Azione richiesta — Ricopia dal testo sulla sentenza del TAR il passo che comincia con "Questo significa che, se" e si chiude con "speriamo si allarghi.".

======== Estratto del testo

La sentenza n. 109/22 del primo grado della giustizia italiana fa leva sulla discrezionalità relativa all’interpretazione dell’articolo 4, comma sesto, del decreto legge 44/2021, convertito poi nella legge 76/2021. Secondo la norma, la vaccinazione gratuita per la prevenzione dell’infezione da SARS-CoV-2 costituisce requisito essenziale per l’esercizio del lavoro da parte “degli esercenti di professioni sanitarie e degli operatori di interesse sanitario”. La sentenza del TAR reinterpreta parte della disposizione alla luce di un principio di matrice europea, secondo cui fra le scelte necessarie a soddisfare l’interesse pubblico bisognerebbe adottare “l’opzione meno gravosa per i soggetti interessati, evitando sacrifici inutili” e mantenendo dunque una certa proporzione fra il fine e i mezzi, fra l’interesse pubblico e le misure impiegate per il suo perseguimento.

Questo significa che, se esistono alternative che permettono di svolgere la professione senza entrare in contatto con il pubblico, come l’assistenza telefonica, la telemedicina, o simili, sono accessibili ai medici che non abbiano rispettato l’obbligo vaccinale.  Una possibilità limitata, ma un primo spiraglio piccolo, che speriamo si allarghi.

================
======== Informazioni estratte

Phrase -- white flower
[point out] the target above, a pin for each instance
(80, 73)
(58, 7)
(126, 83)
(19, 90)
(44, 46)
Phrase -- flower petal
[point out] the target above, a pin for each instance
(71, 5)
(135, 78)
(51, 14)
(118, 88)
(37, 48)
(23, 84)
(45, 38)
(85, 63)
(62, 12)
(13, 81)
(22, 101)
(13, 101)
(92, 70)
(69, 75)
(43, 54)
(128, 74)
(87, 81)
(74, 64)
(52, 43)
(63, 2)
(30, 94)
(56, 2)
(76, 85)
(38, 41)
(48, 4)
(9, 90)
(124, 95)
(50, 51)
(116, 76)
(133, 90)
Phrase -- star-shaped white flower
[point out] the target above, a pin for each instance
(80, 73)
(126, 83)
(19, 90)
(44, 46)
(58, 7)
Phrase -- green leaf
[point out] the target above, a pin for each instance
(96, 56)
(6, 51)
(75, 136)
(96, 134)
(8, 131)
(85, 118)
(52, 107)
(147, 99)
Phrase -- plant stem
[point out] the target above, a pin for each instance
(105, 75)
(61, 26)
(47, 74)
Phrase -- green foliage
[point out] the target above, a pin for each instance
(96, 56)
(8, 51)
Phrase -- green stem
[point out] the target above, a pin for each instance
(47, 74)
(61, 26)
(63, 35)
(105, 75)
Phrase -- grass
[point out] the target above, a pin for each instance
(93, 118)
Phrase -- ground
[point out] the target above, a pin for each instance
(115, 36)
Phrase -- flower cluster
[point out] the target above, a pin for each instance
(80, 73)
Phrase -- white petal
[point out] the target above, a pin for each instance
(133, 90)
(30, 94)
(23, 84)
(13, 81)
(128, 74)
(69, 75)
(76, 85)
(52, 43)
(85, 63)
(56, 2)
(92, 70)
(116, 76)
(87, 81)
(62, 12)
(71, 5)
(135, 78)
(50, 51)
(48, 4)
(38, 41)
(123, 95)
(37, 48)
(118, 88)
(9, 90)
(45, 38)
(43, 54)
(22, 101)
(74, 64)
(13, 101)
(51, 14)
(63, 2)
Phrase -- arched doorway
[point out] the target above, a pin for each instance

================

Risultato dell'esercizio —
Questo significa che, se esistono alternative che permettono di svolgere la professione senza entrare in contatto con il pubblico, come l’assistenza telefonica, la telemedicina, o simili, sono accessibili ai medici che non abbiano rispettato l’obbligo vaccinale.  Una possibilità limitata, ma un primo spiraglio piccolo, che speriamo si allarghi.